* [TASK GOAL] Give back exactly the lines from the one holding "Where can you spot the parked" to the last line of the entries, both included, and nothing more.

* [RECORDS SUPPLIED]
____________

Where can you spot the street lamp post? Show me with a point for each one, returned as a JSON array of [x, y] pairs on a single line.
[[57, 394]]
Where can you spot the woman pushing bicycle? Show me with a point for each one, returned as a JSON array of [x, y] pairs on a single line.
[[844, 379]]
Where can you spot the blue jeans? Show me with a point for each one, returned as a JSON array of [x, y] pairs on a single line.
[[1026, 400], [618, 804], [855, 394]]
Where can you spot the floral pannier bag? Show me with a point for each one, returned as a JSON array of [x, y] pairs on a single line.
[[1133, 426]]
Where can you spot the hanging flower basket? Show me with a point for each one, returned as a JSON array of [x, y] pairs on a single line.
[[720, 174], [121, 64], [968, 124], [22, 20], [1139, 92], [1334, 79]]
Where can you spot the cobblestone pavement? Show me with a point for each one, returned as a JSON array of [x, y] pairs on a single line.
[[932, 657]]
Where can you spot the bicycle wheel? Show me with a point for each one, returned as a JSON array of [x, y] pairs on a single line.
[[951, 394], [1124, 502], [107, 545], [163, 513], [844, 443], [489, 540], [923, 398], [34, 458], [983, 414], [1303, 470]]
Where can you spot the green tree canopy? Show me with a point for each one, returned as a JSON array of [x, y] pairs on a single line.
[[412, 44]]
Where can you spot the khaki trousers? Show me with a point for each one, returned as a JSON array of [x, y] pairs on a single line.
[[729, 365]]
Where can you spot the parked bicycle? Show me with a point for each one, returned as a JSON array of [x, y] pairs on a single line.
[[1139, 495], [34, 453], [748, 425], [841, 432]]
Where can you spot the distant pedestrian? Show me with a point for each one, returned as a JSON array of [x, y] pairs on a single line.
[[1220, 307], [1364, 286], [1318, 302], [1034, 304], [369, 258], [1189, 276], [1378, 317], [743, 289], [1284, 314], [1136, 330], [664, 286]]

____________

* [WRITTEN REPLY]
Where can you spot the parked bicycle? Show me with a point for each one, returned as a JSON array of [x, y] pairs on a single line.
[[1139, 495], [34, 453], [748, 425], [841, 432]]
Where can you spot the distant pedestrian? Show me with a point for each one, returned as a JSON array of [x, y] pairs on a single line.
[[1220, 307], [1364, 286], [1318, 302], [1034, 304], [369, 258], [1189, 276], [1378, 317], [743, 289], [1284, 314], [1136, 330], [664, 286]]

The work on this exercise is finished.